Work order
Your response should be an exact reproduction of the data below, beginning at the line containing "# put a dot on each instance of the speckled" and ending with the final line.

Data supplied
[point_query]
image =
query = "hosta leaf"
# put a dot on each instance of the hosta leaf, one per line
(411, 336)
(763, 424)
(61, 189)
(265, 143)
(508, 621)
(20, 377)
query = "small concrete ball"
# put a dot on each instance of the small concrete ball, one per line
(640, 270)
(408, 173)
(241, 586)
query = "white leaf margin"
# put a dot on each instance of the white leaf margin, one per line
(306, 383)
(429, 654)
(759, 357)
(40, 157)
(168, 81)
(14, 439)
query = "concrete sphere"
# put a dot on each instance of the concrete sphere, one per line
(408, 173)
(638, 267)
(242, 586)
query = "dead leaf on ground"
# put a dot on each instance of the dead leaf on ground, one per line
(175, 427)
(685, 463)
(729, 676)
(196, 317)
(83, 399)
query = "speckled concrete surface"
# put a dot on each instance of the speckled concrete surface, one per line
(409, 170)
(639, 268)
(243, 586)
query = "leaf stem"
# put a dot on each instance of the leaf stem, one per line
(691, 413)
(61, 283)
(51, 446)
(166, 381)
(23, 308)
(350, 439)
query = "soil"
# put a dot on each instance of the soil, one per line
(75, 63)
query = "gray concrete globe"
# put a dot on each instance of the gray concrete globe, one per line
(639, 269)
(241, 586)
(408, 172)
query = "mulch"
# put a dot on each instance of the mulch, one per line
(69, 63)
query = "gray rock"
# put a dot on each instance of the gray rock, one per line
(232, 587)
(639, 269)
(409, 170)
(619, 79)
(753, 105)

Final answer
# put a dot on each instance of the speckled concrete surface, one per line
(409, 170)
(639, 268)
(243, 586)
query = "leaf stem"
# put a dot on each instance of the leaf stem, one per line
(691, 413)
(61, 283)
(51, 446)
(166, 381)
(23, 308)
(350, 439)
query = "soil"
# put a dot on each instance of the soil, one per line
(75, 63)
query = "gray concrete globe"
# put a dot on each instance of the gray concrete globe, one per line
(639, 269)
(241, 586)
(408, 172)
query = "mulch"
# put a dot on each instance of the mulch, one per line
(69, 63)
query = "gray rock"
# put a dot on each instance of the gray rock, one per line
(232, 587)
(639, 269)
(409, 170)
(619, 79)
(753, 105)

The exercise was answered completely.